* Tasks for this exercise *
**a)** List every word or phrase that the craft business article sets in double quotation marks.
**b)** Pick up the craft business article at its last sentence and continue writing it.

* begin Document extract *

Should Your Craft Business Have A Facebook Group Or Page?

THIS POST MAY CONTAIN AFFILIATE LINKS, BUT I DO NOT RECOMMEND PRODUCTS OR SERVICES THAT I DO NOT USE AND LOVE MYSELF. READ MORE ABOUT THIS IN OUR DISCLOSURE POLICY.

This is a question I see pop up A LOT. We all want to start our business out on the right foot. We want to know that we know what we know… before we ever take that leap. While I can’t exactly answer what is the perfect direction for your business, I will absolutely share what I have learned and what has worked for mine.

I know people switched to groups because of how Facebook algorithms made it harder for your page posts to be seen, but while that is a factor to consider… the same is still happening with groups as well. If people do not interact with your group, they will not see your posts. So once again you’re hitting that “I’m invisible again” wall.

I know your whole goal is to be seen. I think that is a lot of crafters’ goals. But I think another goal is to be seen without having to spend loads of valuable supply shopping money!

So what works the best? Here’s my take on it. Let’s look at the pro’s and con’s just like any professionally confused person would do.

Pros: Facebook Page

  1. Public. Meaning anyone can see your posts even if they don’t “like” your page. If they’re searching around and stumble on your page, they’re much more likely to be ready to browse. If they have to push “join” and then wait for approval. They may move on before they’re accepted.
  2. Sharable. I can’t tell you how many times I want to share posts that are in groups and I can’t! We know the phrase “sharing is caring,” right? A share by a fan will go a super long way for your exposure. Do we want to beg for shares? No. But if you put out good content that your audience WANTS to share, we want to make it as easy as possible to do so.

* end Document extract *
* begin Supplied entries *

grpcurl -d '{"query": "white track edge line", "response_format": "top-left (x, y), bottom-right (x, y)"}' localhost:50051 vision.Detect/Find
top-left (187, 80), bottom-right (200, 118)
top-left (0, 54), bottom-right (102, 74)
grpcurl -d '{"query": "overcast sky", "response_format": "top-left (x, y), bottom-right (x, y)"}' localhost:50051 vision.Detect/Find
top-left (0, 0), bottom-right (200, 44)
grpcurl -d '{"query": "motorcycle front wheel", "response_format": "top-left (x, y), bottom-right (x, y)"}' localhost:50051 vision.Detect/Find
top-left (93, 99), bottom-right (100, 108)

* end Supplied entries *
* begin Supplied entries *

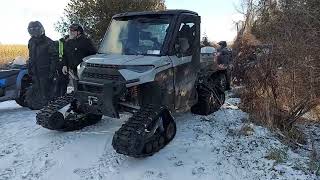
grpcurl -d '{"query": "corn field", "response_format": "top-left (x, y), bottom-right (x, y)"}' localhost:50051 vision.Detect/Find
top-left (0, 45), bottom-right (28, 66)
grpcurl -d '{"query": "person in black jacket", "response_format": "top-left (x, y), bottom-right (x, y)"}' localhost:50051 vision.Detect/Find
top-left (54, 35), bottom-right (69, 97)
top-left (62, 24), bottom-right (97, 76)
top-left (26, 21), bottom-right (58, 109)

* end Supplied entries *

* Set of answers *
**a)**
- I’m invisible again
- like
- join
- sharing is caring

**b)**
  3. Found On Google. If someone is going to google searching for a “red ruffle raglan for toddlers” and that happens to be something your business sells, you have a good chance in showing up in those search results. Obviously other SEO (Search Engine Optimization) comes into play here. But since pages show up on Google, that’s a huge plus for the page vote.

Pros: Facebook Group

  1. Control. Since you manually have to “accept” each request, you have full control over the people in your group. Don’t want competitors seeing your stuff? Don’t let them in. Now you CAN ban people from your Facebook Page… but they have to “like” your page first. If they don’t ever push that “like” button, then they can just keep trolling along and you can’t do anything about it. So if you want control over who sees your posts, then a group is a great option.
  2. Community. Groups make it easier for people to post and ask questions. This builds a community that is AMAZING for your business growth. When you look at the “selling” aspect of your small business, people don’t like to buy from businesses. They like to buy from people. Building relationships, showing your personality and ability to connect, is very important in small business. If people don’t/can’t connect with you. They will move on to the person they feel they can.
  3. Comfort. Some people are very careful of what things they post on. I am one of those people. With closed groups, the public can’t see posts or members, but things like the member list is available for every joined member to review. This comes into play if your customers may have customers or competitors of their own in your group. Original Olivia may not want to comment on things if she can see that Copycat Carla is also in your group. But if Olivia can easily check the member list to make sure Carla’s not around, she may feel more comfortable to declare “I WANT 8 OF THESE!!” on your posts. If you sell finished items, you may also see that people want to feel comfortable in the fact that family members can’t see what gifts they’re getting for Christmas, etc. Or ya know, that their husbands can’t see what they’re googly eyeing in your shop.

 

Cons: Facebook Page

  1. Visibility. This is the scary one that turned people away from pages to begin with. It is a little harder to be seen on Facebook pages because the way Facebook looks at it, you’re a business and businesses need to pay for advertising. There definitely are ways to be seen without paying for exposure, such as content that your audience reacts to in the form of a like, comment or share (without begging them to, of course.) Videos & Facebook Live are the #1 way to get your posts seen the most. Too many salesy type ads and your customers will just move on. You must get them engaged without looking needy. Build that relationship with them with great content and they’ll give you the responses you’re looking for.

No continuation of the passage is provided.